#### WHAT YOU SHOULD DO
Please filter the data down to the lines that include the word "broccoli" and copy them.

#### DATA RECORDS
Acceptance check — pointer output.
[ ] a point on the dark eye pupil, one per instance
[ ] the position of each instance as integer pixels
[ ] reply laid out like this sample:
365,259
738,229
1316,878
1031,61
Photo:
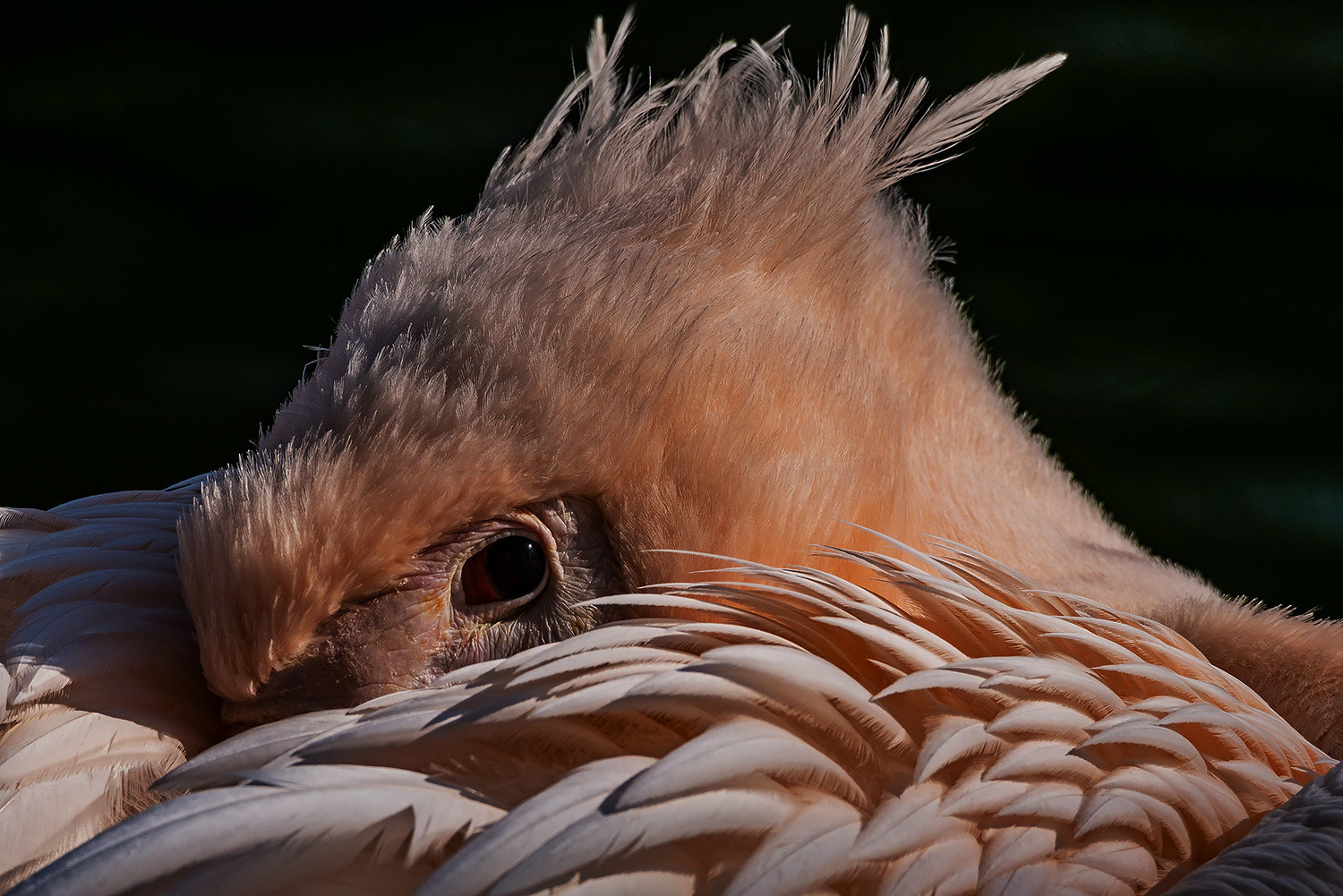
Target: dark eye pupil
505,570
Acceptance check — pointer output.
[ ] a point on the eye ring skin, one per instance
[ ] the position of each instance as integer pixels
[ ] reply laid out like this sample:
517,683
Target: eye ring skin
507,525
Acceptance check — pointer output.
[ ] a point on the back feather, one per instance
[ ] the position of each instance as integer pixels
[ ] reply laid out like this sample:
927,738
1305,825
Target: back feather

* * *

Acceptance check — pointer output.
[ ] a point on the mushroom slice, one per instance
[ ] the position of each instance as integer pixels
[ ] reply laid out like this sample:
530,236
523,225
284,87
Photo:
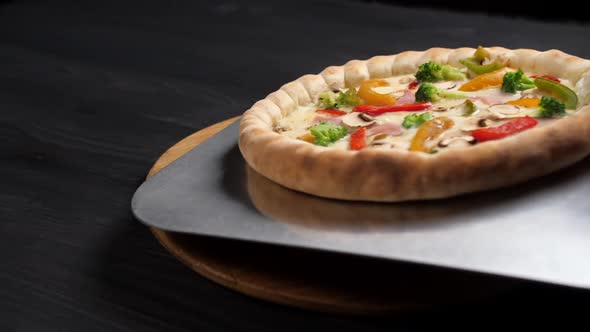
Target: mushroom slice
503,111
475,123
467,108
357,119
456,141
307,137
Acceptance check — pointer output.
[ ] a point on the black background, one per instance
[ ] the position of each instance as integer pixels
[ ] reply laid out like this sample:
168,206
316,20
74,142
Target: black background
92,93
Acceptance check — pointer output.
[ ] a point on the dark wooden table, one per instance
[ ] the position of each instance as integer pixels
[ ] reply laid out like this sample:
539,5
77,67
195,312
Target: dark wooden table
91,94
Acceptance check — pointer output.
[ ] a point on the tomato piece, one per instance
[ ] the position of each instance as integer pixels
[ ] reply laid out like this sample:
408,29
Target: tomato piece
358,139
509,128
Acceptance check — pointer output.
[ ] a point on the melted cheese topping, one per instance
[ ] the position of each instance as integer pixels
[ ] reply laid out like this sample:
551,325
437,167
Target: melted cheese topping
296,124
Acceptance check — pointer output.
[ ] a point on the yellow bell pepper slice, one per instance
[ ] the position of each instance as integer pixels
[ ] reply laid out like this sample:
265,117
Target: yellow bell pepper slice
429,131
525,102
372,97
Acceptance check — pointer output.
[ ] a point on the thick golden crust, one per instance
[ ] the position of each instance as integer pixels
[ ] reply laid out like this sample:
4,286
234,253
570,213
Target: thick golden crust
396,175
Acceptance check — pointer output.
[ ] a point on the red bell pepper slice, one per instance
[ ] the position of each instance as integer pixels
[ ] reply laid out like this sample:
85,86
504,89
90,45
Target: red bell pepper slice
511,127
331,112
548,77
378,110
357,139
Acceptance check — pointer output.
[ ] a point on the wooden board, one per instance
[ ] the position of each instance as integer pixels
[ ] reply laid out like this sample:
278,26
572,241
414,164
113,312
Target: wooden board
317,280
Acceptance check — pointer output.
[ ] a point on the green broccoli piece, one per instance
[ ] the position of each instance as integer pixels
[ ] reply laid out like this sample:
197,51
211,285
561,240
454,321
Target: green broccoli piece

---

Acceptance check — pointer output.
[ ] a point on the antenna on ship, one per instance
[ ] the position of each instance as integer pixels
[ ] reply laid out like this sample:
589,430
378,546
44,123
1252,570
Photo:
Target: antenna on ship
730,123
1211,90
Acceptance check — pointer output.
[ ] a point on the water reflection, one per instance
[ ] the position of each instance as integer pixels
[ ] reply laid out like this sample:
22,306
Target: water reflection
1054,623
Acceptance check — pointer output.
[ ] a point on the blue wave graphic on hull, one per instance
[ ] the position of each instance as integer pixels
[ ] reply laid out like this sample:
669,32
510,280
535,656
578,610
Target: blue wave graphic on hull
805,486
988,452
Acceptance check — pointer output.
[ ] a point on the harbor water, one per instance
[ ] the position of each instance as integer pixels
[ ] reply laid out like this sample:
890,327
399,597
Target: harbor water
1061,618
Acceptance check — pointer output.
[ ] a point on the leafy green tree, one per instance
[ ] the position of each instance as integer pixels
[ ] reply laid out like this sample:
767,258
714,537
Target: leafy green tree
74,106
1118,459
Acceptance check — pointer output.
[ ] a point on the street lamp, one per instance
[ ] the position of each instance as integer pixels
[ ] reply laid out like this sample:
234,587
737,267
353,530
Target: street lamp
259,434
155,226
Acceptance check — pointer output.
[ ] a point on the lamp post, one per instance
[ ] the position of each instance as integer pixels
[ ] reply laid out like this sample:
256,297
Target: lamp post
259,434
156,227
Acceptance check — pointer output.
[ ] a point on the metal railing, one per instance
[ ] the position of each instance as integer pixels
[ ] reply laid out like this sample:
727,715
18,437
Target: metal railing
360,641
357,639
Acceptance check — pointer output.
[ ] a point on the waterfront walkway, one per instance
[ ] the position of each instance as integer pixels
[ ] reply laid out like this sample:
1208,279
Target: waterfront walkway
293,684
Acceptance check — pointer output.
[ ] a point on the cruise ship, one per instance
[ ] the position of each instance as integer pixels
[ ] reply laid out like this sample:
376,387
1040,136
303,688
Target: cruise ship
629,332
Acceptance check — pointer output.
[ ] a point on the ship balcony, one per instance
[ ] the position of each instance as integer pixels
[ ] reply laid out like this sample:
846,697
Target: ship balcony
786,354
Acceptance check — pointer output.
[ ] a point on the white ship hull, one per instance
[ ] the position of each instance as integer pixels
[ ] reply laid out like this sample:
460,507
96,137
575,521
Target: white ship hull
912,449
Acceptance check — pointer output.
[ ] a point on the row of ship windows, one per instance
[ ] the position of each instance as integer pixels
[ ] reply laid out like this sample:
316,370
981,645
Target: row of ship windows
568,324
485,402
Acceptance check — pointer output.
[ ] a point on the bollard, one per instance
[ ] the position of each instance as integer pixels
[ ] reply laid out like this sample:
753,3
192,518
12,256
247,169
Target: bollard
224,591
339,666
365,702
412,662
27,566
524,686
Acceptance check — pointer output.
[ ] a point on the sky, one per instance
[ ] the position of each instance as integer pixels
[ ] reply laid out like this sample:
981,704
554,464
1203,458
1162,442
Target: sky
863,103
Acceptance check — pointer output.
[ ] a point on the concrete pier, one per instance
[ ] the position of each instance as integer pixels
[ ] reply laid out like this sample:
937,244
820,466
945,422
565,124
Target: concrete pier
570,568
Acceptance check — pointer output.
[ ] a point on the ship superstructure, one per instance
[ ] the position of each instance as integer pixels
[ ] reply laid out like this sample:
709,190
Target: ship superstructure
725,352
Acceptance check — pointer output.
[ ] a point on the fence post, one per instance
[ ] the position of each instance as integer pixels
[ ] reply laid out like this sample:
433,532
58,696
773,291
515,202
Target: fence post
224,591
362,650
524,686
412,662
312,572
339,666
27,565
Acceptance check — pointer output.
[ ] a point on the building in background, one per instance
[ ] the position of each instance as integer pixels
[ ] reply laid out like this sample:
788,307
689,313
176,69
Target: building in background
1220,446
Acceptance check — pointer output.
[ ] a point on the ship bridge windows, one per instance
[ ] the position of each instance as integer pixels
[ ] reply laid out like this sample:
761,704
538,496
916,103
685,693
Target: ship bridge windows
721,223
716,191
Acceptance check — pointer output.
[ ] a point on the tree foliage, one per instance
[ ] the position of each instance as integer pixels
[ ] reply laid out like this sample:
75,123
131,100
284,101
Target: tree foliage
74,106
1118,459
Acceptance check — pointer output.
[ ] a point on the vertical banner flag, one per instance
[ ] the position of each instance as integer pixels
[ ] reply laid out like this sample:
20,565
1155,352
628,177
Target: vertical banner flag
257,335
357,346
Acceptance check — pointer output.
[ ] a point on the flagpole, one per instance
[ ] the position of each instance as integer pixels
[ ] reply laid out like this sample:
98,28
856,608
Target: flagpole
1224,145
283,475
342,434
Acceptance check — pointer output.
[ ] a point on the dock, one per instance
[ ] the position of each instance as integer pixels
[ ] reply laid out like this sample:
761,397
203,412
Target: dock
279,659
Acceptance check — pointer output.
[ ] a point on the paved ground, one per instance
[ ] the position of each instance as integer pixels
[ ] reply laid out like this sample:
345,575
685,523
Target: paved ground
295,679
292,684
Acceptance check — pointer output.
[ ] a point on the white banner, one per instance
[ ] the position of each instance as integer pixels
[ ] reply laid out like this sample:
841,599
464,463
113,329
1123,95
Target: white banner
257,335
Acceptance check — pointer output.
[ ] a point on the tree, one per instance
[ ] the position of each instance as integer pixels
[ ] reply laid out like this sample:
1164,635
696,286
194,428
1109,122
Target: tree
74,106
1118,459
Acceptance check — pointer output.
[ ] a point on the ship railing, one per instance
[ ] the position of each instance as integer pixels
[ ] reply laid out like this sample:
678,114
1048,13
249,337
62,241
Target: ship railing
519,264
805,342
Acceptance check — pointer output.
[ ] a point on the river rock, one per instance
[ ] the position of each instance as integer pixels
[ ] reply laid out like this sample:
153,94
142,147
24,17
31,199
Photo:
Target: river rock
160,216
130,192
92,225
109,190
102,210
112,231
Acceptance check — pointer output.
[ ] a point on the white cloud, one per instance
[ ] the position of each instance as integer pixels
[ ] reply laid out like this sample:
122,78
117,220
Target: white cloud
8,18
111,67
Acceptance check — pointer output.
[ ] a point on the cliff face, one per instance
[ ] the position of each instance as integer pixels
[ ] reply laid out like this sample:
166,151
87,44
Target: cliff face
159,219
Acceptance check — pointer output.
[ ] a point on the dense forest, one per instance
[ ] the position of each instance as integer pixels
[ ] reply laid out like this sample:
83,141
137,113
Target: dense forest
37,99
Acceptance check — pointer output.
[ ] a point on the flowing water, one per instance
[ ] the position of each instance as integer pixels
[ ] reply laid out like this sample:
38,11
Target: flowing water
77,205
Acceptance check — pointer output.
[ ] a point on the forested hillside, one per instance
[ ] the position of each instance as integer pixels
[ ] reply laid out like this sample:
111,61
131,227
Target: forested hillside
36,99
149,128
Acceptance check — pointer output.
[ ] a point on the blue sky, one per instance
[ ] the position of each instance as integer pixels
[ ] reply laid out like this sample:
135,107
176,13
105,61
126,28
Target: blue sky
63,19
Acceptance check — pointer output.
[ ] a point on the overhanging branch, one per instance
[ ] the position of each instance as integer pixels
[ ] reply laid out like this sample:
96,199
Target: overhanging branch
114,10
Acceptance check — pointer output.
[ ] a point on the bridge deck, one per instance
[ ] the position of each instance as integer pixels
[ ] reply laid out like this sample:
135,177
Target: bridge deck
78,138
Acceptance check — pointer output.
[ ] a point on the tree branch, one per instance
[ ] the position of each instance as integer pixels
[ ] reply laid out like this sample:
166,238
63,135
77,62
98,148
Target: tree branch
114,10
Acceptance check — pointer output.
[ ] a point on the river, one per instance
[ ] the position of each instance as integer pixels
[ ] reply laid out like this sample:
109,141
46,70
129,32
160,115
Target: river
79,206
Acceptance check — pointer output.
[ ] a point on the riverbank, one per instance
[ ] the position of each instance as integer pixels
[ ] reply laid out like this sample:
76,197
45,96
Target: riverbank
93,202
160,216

#### ANSWER TO THIS TASK
[ ] a point on the green broccoli piece, one per instance
Target: green broccoli piece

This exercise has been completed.